EXERCISE TEXT
· · · ·

Most criminal offenses are charged with law enforcement involvement. This could be a police officer or other agencies. One particular way that is standard in many instances if for the law enforcement officer to directly observe the criminal act being committed.
This is not an uncommon occurrence as many police are available in and out of uniform to see these illegal acts. Another frequent manner in which crimes may be charged is through the report of a citizen to police. These officers then travel to the area to investigate, and charges are often the outcome when offenses have been registered.
A common misconception is that a private party may press charges against someone when he or she has violated the law. The person that reports these offenses does not have the final say in most criminal charges issued. In most instances, the government, police or other entities are the only permitted organizations that may charge a person with crimes committed. Though a person may recant his or her statement and want to drop the charges, this individual may do so by contacting police or the district lawyers. However, it is then up to these law enforcement agencies to allow the concerns to be resolved in this manner. The need to drop charges against someone is common in domestic disputes. It is not rare to have someone call saying that he or she made the story up about being abused. However, an investigation may still occur. This is especially important when injuries have been reported or documented in a hospital.
Time to Charge
For many crimes, there is a statute of limitations that prohibits filing criminal charges after a certain point in time. This means there is only so much time a crime may be charged against a person. A statute of limitations is a written law that is passed through a legislative body into what is used for common law systems that restricts the maximum time limit an issue may have legal proceedings started. After this time frame has been exceeded according to the statute of limitation, the claim against the accused individuals is no longer valid even if filed. This means an investigation could be completed by law enforcement, but charges against someone cannot be properly accomplished if this time restriction has passed.
In order for law enforcement agencies to arrest a person, he or she must have probable cause to do so. This means there is a reasonable belief that the crime was committed and perpetrated by the person suspected. When lesser crimes have been committed such as traffic violations, misdemeanors and related issues, police officers often issue the suspected person a summons or citation that appearance in court is needed. No arrest is necessary for these instances. A court approved file that compels someone to appear at court is considered a summons. The person should attend or face possible penalties to include a warrant for arrest.
Issue of Warrant
Certain circumstances allow for police officers to issue a warrant. When evidence is discovered that follows up an examination, law enforcement may find probable cause existed previously but was unknown when the criminal activity first occurred. This often allows for a warrant to be issued at a later time than the initial investigation. If the suspect’s location is unknown, a warrant may also be issued. Some situations may arise that because a person’s arrest such as when a warrant has been issued but the individual is unaware of the concern and has been stopped for a routine reason.
Nonissue of a Warrant
There are other situations that may arise that allow law enforcement to arrest a person in the absence of a warrant. If probable cause exists associated with a person that is believed to have committed a crime, he or she may be arrested when no warrant has been issued in some circumstances. In many of these instances, an affidavit is created to justify the actions of police that explains or creates a foundation for probable cause grounds. This person arrested goes through the standard treatment that includes fingerprinting, photos taken, being booked and the possibility of bail bond postings. All of these actions may occur prior to judges reviewing the affidavit for probable cause.
Contesting Probable Cause
There are instances where a suspect is arrested but the charges are contested. This could occur through a judge not signing off on the probable cause warrant which leads to the arrest being dismissed. Preliminary hearings may also provide a means to refute these actions. With the assistance of a lawyer, the person arrested may find a positive outcome in these situations.

· · · ·

DATA UNDER STUDY
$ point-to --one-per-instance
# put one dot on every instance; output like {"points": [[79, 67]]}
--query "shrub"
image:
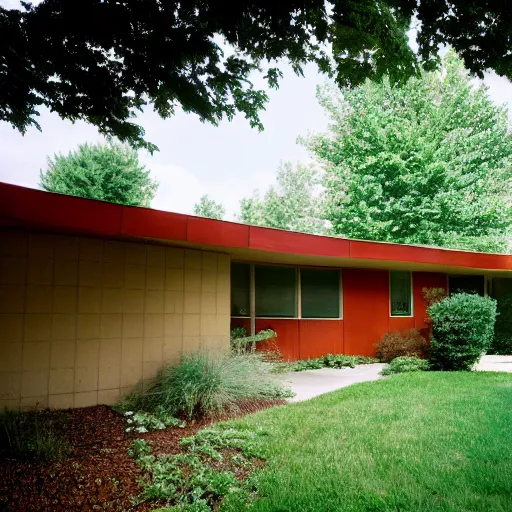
{"points": [[408, 343], [331, 361], [462, 329], [203, 384], [405, 364], [433, 295], [33, 435]]}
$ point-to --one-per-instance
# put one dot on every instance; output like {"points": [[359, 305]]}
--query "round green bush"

· · · ·

EXERCISE INSTRUCTIONS
Reproduce the passage of the criminal charges text between "This is not" and "have been registered.", inclusive.

OUTPUT OF THE EXERCISE
This is not an uncommon occurrence as many police are available in and out of uniform to see these illegal acts. Another frequent manner in which crimes may be charged is through the report of a citizen to police. These officers then travel to the area to investigate, and charges are often the outcome when offenses have been registered.